Mark Rothko

Il est souvent dit, dans le concert des critiques contre l'art contemporain, que le public a deserté les salles d'expositions, réservées à quelques initiés, eux-mêmes blasés. La rétrospective consacrée à l'œuvre du peintre abstrait américain Mark Rothko (1906-1970), reconnu aujourd'hui comme un des grands maîtres du xxe siècle, en est un heureux démenti. Lorsque la qualité est au rendez-vous, le public l'est aussi, prêt à braver les files d'attente. Il fallait en effet s'armer de patience pour pouvoir entrer dans les salles du musée d'Art moderne de la Ville de Paris, des salles dont l'ambiance et le silence contemplatif du public rappelaient à certains égards ceux de certaines chapelles lumineuses. Organisée par la National Gallery of Art de Washington, l'exposition arrivait à Paris après un premier succès au Whitney Museum de New York.

L'exposition rassemble, pour la première fois à Paris depuis la rétrospective posthume de 1972, 70 œuvres de Rothko de 1935 à 1969, provenant des collections publiques et privées américaines et européennes. Heureuse surprise, donc, inattendue si l'on en croit notamment le faible pari que les éditeurs avaient pu faire sur cet événement (peu de publications françaises, hormis le catalogue). À quoi est due cette réussite ? Pourquoi le public est-il venu en si grand nombre approcher les grandes compositions de cet « expressionniste abstrait », ce Juif d'origine russe émigré à l'âge de dix ans aux États-Unis, l'un des grands protagonistes du triomphe de l'abstraction américaine de l'après-guerre ? Plusieurs réponses peuvent être avancées.

Le mythe de la peinture « tragique »

_ENTRÉES DE DONNÉES:_
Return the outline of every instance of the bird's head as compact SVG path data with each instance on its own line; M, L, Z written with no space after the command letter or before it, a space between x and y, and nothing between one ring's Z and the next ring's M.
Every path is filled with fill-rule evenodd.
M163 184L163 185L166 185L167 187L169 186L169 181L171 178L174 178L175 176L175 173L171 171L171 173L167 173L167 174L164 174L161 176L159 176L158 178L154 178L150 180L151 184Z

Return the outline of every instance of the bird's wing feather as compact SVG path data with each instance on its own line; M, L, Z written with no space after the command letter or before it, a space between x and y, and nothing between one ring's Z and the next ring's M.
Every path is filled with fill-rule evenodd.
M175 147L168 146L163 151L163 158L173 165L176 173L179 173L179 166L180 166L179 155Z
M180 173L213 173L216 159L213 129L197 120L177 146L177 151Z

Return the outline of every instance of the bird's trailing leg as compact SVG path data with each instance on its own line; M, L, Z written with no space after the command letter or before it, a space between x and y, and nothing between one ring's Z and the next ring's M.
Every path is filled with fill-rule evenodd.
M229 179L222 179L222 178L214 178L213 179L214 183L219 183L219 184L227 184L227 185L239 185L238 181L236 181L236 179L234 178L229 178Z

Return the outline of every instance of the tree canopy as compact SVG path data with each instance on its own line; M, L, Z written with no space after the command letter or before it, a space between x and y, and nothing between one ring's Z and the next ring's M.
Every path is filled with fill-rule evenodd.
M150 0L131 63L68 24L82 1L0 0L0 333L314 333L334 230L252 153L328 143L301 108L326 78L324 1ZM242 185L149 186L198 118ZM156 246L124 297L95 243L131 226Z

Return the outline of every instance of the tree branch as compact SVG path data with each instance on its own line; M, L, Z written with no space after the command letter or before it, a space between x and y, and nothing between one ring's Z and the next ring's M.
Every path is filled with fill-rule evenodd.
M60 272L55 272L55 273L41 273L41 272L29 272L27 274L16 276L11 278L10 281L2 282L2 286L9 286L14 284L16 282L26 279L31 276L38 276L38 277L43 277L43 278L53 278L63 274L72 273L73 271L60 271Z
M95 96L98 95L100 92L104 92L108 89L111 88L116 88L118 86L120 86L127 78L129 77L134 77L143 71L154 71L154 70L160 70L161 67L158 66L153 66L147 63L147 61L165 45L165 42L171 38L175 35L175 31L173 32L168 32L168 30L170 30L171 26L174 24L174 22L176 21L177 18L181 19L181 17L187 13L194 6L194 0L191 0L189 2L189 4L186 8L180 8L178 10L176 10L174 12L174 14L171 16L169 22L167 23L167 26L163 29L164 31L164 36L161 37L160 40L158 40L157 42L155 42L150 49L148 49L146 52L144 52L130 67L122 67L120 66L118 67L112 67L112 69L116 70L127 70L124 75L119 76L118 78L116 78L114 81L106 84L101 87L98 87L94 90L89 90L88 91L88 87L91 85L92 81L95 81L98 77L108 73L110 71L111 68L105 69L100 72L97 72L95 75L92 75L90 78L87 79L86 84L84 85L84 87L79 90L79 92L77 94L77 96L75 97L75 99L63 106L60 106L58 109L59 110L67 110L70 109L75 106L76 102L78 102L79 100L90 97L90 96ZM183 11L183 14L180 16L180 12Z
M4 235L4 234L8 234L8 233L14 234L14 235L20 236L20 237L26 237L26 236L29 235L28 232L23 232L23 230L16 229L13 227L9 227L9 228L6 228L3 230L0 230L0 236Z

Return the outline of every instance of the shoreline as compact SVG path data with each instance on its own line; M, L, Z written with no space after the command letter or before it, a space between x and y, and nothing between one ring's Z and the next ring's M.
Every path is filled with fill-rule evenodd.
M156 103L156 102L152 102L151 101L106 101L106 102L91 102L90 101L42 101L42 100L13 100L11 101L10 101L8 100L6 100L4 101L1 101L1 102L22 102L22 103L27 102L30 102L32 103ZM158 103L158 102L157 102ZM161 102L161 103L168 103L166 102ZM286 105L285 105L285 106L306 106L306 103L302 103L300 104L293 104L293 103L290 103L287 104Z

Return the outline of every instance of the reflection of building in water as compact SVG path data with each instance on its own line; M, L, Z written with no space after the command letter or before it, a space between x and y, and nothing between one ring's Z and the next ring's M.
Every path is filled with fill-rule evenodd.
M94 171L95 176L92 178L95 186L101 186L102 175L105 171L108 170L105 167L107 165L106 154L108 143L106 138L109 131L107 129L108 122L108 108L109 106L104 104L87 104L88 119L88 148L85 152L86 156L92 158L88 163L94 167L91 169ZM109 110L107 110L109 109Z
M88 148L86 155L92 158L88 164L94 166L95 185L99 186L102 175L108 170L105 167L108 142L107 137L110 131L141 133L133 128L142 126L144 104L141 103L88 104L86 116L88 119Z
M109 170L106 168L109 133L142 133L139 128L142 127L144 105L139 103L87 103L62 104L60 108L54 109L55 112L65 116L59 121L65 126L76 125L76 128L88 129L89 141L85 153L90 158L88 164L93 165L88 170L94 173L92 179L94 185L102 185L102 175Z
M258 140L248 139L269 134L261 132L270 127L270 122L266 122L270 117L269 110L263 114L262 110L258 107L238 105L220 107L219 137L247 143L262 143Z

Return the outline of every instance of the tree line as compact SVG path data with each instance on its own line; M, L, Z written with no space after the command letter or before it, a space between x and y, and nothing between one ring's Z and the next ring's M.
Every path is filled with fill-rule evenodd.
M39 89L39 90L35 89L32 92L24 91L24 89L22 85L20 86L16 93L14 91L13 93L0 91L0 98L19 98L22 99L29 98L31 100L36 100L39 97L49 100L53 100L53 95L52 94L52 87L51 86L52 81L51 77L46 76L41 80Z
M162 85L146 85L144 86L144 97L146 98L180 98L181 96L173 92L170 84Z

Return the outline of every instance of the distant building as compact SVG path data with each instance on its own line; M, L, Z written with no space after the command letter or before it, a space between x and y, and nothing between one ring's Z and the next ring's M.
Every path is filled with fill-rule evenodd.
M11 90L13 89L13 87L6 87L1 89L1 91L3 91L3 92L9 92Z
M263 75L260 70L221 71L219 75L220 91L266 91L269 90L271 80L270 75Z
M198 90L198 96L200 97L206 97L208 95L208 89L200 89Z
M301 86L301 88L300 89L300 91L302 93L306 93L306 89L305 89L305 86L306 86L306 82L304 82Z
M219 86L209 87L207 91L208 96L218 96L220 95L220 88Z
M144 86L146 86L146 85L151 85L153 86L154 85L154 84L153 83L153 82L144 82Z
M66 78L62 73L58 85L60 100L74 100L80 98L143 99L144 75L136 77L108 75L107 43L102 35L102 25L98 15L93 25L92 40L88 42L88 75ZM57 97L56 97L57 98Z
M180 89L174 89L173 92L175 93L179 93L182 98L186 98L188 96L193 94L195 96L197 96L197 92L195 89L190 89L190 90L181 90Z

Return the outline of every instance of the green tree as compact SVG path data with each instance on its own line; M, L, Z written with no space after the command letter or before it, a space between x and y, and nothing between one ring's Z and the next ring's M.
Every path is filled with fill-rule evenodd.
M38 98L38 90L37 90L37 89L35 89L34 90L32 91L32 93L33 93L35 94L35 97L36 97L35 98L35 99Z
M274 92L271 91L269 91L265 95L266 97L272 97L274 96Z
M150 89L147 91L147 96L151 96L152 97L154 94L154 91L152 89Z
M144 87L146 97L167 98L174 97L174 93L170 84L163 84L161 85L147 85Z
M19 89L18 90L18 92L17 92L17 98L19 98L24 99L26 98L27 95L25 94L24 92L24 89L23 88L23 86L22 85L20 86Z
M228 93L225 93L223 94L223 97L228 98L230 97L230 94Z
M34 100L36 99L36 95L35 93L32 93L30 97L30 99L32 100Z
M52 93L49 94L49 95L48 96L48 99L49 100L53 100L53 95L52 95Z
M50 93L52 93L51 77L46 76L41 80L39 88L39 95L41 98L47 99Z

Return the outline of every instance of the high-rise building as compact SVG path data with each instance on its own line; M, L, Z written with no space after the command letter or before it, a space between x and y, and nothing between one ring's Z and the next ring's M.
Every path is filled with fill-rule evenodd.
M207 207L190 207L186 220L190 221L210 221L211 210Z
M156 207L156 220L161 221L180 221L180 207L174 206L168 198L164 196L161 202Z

_UTILISER LES INFORMATIONS:_
1) Recopiez le passage du texte sur Mark Rothko qui va de "Il est souvent" jusqu'à "de New York." inclus.
2) Relevez tous les musées nommés dans le texte sur Mark Rothko.

_RÉPONSES DONNÉES:_
1)
Il est souvent dit, dans le concert des critiques contre l'art contemporain, que le public a deserté les salles d'expositions, réservées à quelques initiés, eux-mêmes blasés. La rétrospective consacrée à l'œuvre du peintre abstrait américain Mark Rothko (1906-1970), reconnu aujourd'hui comme un des grands maîtres du xxe siècle, en est un heureux démenti. Lorsque la qualité est au rendez-vous, le public l'est aussi, prêt à braver les files d'attente. Il fallait en effet s'armer de patience pour pouvoir entrer dans les salles du musée d'Art moderne de la Ville de Paris, des salles dont l'ambiance et le silence contemplatif du public rappelaient à certains égards ceux de certaines chapelles lumineuses. Organisée par la National Gallery of Art de Washington, l'exposition arrivait à Paris après un premier succès au Whitney Museum de New York.

2)
- le musée d'Art moderne de la Ville de Paris
- la National Gallery of Art de Washington
- le Whitney Museum de New York